Forget David vs. Goliath
Eric Tabor
Tuesday May 15, 2007
I don't buy into this whole David and Goliath hoopla. After all, David had God on his side. What chance did Goliath really have? I don't believe that the South Georgia Wildcats really struck a blow when it beat The Florida Firecats Saturday at the Albany Civic Center.
What I do believe is that a very talented Wildcat team played a very talented Florida team in one of the most exciting af2 games I have ever seen.
What hair I have left was standing on end by the time it was over. The game had to be unbelievably emotional for fans of both teams. I wouldn't be surprised to hear about a blown pacemaker or two.
There have been better-played games, and certainly a multitude of games that have been decided in the last seconds and in overtime. But I have never seen anything like what happened in the final five minutes of the game.
For openers, South Georgia did not dominate the game the way some reports have indicated. They took advantage of Firecat mistakes to build a lead and then watched it disappear.
That brings me to that mind boggling final 21 seconds of the half. I hardly had time to take a breath or gobble a potato chip.
Firecats Quarterback Chris Wallace completed a 28 yard pass to Wide Receiver Ethnic Sands. Now with four ticks left in the second quarter, the clock should have run out during an incomplete pass, but it did not. South Georgia Wildcats Head Coach Derek Stingley gave the scorers table a stare, if looks could kill, the clock operator would be in the morgue. The question, how can you leave three tenths of a second on the clock? Wallace made good of the gift and hit former South Georgia Wildcat, now Florida Firecat receiver, Chris McKinney in the end zone for a touchdown, cutting into the Wildcats lead 33-19.

Task directions: Print, word for word, the part of the column on the Wildcats–Firecats game that begins at the words "What I do believe" and stops after "pacemaker or two.". Nothing in the records is needed.

Dataset rows:
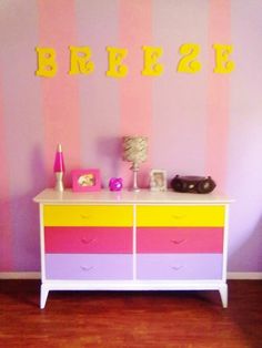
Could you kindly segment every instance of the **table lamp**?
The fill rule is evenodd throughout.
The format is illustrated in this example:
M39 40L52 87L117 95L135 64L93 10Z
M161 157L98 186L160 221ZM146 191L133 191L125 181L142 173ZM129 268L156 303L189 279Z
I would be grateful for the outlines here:
M56 186L54 190L63 192L63 173L64 173L64 162L62 145L58 144L57 153L53 163L53 172L56 174Z
M123 161L132 162L130 170L133 171L132 191L139 192L138 172L140 164L145 162L148 156L148 137L145 136L124 136L123 137Z

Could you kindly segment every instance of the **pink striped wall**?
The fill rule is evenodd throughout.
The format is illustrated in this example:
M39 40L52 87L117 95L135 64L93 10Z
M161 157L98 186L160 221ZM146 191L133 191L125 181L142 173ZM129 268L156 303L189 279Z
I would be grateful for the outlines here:
M39 45L56 49L58 73L53 79L42 79L41 111L44 136L44 164L47 173L52 173L53 150L63 144L67 166L80 163L80 103L77 76L68 74L69 45L77 41L77 18L74 0L39 0ZM49 185L53 184L48 175ZM70 184L69 172L66 183Z
M206 121L206 172L216 177L225 187L228 164L228 139L230 120L231 74L214 74L214 50L212 44L231 44L231 2L211 0L208 22L209 76L208 76L208 121ZM219 160L219 161L218 161Z
M0 272L39 269L38 207L53 185L56 145L66 183L77 167L123 176L121 137L149 137L151 167L211 174L236 197L229 268L262 272L260 0L12 0L0 3ZM201 45L202 69L177 72L181 44ZM233 43L235 71L214 74L213 43ZM57 51L54 78L36 76L36 47ZM69 45L89 45L94 72L69 75ZM123 79L105 75L107 47L128 49ZM142 76L143 45L162 47L161 76ZM251 183L252 184L251 184Z
M152 78L142 76L142 45L152 43L152 1L120 0L119 9L120 47L128 48L124 60L128 75L120 82L120 130L123 135L143 135L149 139L147 164L140 170L139 185L148 185L147 173L151 167L151 105ZM130 163L121 163L121 175L125 184L132 184Z
M0 80L0 95L2 95L2 89ZM6 139L6 125L3 120L3 98L0 99L0 163L7 163L7 139ZM0 272L12 269L12 227L11 227L11 214L10 214L10 192L9 192L9 168L8 165L1 166L1 180L0 180Z

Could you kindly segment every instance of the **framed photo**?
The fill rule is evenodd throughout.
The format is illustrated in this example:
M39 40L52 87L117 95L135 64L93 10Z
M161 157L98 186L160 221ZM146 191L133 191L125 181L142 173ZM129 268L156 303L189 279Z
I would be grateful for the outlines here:
M72 190L74 192L92 192L101 188L99 170L72 171Z
M167 172L162 170L151 170L150 172L150 190L167 191Z

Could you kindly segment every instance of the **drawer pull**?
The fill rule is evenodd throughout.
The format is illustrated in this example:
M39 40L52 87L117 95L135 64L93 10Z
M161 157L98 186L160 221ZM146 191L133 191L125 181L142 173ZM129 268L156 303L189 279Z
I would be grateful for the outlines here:
M90 266L90 267L80 266L80 268L81 268L83 272L89 272L89 270L93 269L93 266Z
M183 266L171 266L171 268L172 268L173 270L180 270L181 268L183 268Z
M83 244L90 244L90 243L93 243L93 242L97 242L97 239L94 239L94 238L91 238L91 239L87 239L87 238L81 238L81 242L83 243Z
M187 239L171 239L170 242L178 245L187 242Z
M182 215L179 215L179 214L173 214L171 215L174 219L180 219L180 218L185 218L187 215L182 214Z
M80 214L80 216L81 216L82 218L90 218L90 215L87 215L87 214Z

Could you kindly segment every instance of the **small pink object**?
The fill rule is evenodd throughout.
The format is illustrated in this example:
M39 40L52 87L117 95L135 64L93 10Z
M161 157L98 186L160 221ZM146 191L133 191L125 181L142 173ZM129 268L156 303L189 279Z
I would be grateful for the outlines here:
M63 162L63 152L62 152L62 145L58 144L56 157L54 157L54 164L53 164L53 172L54 173L64 173L64 162Z
M122 177L111 177L109 181L110 191L121 191L123 187Z

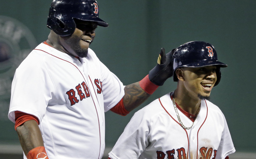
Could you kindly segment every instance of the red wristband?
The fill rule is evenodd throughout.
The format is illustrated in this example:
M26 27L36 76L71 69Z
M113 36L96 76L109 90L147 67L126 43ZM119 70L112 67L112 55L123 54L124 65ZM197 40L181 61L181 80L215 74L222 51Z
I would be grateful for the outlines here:
M46 154L45 148L43 146L37 147L30 151L27 155L27 158L28 159L49 159Z
M148 78L148 75L139 82L140 86L147 94L152 94L159 87L152 83Z

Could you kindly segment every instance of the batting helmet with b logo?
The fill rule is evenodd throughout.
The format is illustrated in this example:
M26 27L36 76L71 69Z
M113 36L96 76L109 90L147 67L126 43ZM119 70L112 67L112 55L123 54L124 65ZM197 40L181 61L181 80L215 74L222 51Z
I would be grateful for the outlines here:
M47 26L59 35L67 36L75 31L74 19L109 26L99 18L99 6L95 0L54 0L50 7Z
M216 86L220 81L220 67L228 66L218 61L217 53L213 46L209 43L200 41L189 42L177 48L173 54L172 62L173 81L178 81L175 72L178 68L216 66L217 80L214 86Z

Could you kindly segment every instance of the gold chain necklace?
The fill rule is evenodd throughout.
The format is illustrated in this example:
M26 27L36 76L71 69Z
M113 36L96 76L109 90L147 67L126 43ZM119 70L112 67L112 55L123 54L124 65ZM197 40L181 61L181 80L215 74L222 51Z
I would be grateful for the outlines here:
M191 126L189 127L186 127L186 126L185 126L184 125L183 125L183 124L181 122L181 120L180 120L180 115L179 115L179 113L178 112L178 109L177 108L177 107L176 106L176 104L175 103L175 101L174 100L174 97L172 98L172 104L173 105L173 107L174 107L174 110L175 110L175 112L176 112L176 114L177 115L177 117L178 118L178 119L179 120L179 122L180 122L180 125L181 125L181 126L182 126L182 128L183 128L188 130L190 129L191 128L192 128L192 127L194 125L194 122L193 122L193 123L192 124L192 125ZM200 111L200 109L201 109L201 103L200 103L200 106L199 106L199 108L198 108L198 110L197 110L197 112L196 112L196 114L195 114L195 120L194 122L195 121L195 120L196 119L196 118L197 117L197 116L198 115L198 114L199 113L199 112Z

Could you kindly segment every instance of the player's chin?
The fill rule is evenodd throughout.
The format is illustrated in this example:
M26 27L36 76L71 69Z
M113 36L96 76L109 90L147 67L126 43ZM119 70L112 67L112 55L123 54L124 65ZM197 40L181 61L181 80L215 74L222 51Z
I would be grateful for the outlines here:
M207 99L209 100L210 99L210 94L211 91L210 91L208 93L199 93L198 96L199 98L201 100Z
M88 54L88 49L81 49L79 51L76 52L76 54L79 57L84 58L87 57Z

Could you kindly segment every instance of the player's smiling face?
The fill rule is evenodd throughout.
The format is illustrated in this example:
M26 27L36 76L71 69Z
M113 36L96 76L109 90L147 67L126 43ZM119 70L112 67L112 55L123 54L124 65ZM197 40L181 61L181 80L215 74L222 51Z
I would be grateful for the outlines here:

Solution for this problem:
What I do believe is that a very talented Wildcat team played a very talented Florida team in one of the most exciting af2 games I have ever seen.
What hair I have left was standing on end by the time it was over. The game had to be unbelievably emotional for fans of both teams. I wouldn't be surprised to hear about a blown pacemaker or two.